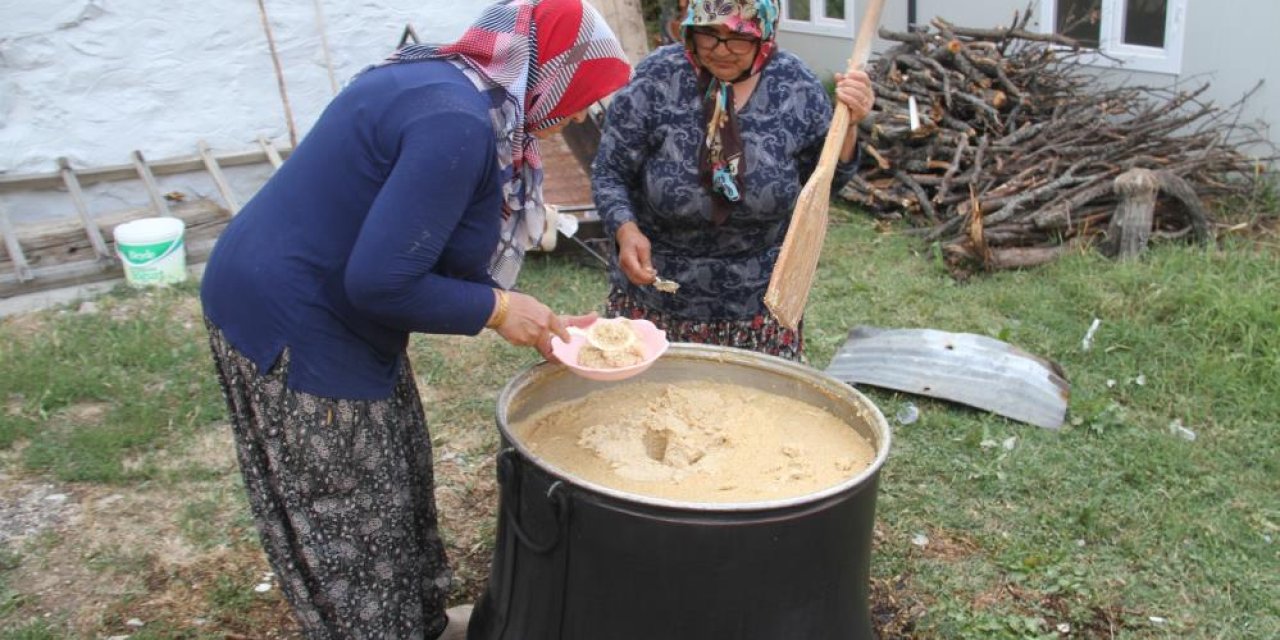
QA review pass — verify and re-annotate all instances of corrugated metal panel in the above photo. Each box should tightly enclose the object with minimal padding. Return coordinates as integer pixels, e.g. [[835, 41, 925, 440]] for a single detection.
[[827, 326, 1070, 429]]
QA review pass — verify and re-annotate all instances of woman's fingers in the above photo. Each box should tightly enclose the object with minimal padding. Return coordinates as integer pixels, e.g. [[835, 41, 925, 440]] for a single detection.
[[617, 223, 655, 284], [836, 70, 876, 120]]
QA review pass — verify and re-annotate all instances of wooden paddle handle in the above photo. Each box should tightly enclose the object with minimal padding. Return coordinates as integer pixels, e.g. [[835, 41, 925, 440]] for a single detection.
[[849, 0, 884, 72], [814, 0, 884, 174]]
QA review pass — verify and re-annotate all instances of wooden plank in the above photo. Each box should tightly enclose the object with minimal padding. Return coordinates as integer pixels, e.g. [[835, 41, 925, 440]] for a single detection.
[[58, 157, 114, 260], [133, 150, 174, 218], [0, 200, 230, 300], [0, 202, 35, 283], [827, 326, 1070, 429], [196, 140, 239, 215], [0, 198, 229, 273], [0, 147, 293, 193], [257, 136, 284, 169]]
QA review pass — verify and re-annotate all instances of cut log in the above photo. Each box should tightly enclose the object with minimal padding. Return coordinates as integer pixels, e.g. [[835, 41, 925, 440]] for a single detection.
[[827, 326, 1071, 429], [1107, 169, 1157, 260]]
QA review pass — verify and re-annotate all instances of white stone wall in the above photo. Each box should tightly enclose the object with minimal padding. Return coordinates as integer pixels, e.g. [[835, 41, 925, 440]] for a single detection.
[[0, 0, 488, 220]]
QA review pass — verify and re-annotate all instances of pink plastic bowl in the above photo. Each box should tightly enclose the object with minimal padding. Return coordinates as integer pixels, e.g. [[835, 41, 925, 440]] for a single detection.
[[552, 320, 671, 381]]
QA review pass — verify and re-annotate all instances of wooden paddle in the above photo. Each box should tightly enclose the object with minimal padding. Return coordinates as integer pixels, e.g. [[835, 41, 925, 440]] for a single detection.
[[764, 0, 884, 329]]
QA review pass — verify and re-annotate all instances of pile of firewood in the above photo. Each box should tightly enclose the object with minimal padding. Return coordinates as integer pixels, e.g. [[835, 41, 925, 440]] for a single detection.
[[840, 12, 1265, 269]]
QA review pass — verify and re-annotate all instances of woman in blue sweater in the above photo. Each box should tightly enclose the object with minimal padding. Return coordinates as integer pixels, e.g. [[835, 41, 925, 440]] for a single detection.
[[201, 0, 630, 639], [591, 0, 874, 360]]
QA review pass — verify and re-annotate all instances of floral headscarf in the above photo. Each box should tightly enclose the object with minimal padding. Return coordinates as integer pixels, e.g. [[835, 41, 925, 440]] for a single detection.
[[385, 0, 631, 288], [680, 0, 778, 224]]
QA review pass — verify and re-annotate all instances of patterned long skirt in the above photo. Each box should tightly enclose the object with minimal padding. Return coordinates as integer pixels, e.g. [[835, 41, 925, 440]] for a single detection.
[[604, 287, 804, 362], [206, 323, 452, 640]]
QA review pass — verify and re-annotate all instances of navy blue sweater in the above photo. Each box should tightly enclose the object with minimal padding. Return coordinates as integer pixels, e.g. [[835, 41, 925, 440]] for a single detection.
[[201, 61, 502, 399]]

# [Exercise]
Reproduce all of the lines above with "pink plastic bowl" substituted by "pink plastic basin", leaving everything else unchanged and omitting the pictures.

# [Completed task]
QA review pass — verify and re-annotate all instances of corrugated metal panel in the above photo. Each box should tightly enclose the object with minimal padding. Return coordinates as integer pixels, e.g. [[835, 41, 925, 440]] for a single detection.
[[827, 326, 1070, 429]]
QA review pass — verify and re-annotate all instances of woman's fingers in the above photo. Each box should tightly enclose the object with minimal padding. Return coordinates as integer pixels, e.g. [[835, 41, 925, 440]] for a single detection.
[[617, 223, 655, 284], [836, 70, 876, 120]]
QA review pass — verify and re-annotate all instances of wooden paddle handle in the above photo. Each box should tightly enclose the object with minimal padding. Return coordinates as integer pixels, e.g. [[835, 41, 925, 440]] for a single detection.
[[849, 0, 884, 72], [814, 0, 884, 174]]
QA review pass — verify and re-annotate all instances of wooden plank in the above photo. Each box should tightly enclose the object with minimal padding. Return coordinates as integer pixels, e.g. [[835, 41, 925, 440]] for a single detection.
[[58, 157, 114, 260], [133, 150, 174, 218], [0, 200, 230, 300], [0, 202, 35, 283], [827, 326, 1070, 429], [196, 140, 239, 215], [0, 198, 229, 273], [0, 147, 293, 193], [257, 136, 284, 169]]
QA review pass — verify and re-annotate all instances of cut log in the above photo. Each box should tightly enclose the object with minimal padding. Return coordinates as integer pixels, e.g. [[835, 41, 925, 440]] for a single detection.
[[827, 326, 1071, 429], [1107, 169, 1157, 260]]
QA review pass — verify and re-annotate all instances of white stone wall in the above photo. Each box should tightly enclose the object with minimal padding. Return coordinates as integer pixels, e.g. [[835, 41, 925, 440]] for a single detection.
[[0, 0, 488, 220]]
QA review pass — verify and re-annotate all instances of pink plastic basin in the above photo. Each box should tightly enclose the object with minimal padding. Return coordinates as integer pixels, e.g. [[835, 41, 925, 440]] for a single detection.
[[552, 320, 671, 381]]
QA review pass — verify and re-annotate all instances of wooden paddle in the above photo. Each box should tightly enclose the object with minimal padding. Return coordinates as integer pixels, e.g. [[835, 41, 925, 440]] for a single detection.
[[764, 0, 884, 329]]
QA review pass — verify and re-annotate all instances of pile of firewood in the above photo. Each box should tightly enclose the object with minimal padding. Return coordinates as integer pixels, e.g. [[835, 41, 925, 440]] for a single detection.
[[840, 12, 1265, 269]]
QA review pass — verify and re-annotate all instances of woman in blue sweater in the above photo. Each box should tightly enclose the object with minimal padding. Return coordinates as integer pixels, e.g. [[835, 41, 925, 440]] for a single detection.
[[201, 0, 630, 639], [591, 0, 874, 360]]
QA review pass — verify and re-annotate all instances of floral headscarf in the above photo. Each box should tightly enclose the object with minimal padding. Return coordinates as integer pixels, e.g. [[835, 41, 925, 440]] for a single detection.
[[385, 0, 631, 288], [680, 0, 778, 224]]
QA review pass — verify and re-annotate all instances of patterned long skirt in the above photo. Each box should tightly enclose the object with minimal padding. Return coordinates as integer pixels, e.g. [[835, 41, 925, 440]] for a single detection.
[[604, 287, 804, 362], [206, 323, 452, 640]]
QA review pass — verify and re-annotate all instances of navy blue sweater in the above photo. Each box should tightly enclose the object with minimal padding. Return coordinates as integer pixels, e.g. [[835, 41, 925, 440]] for a single detection.
[[201, 61, 502, 399]]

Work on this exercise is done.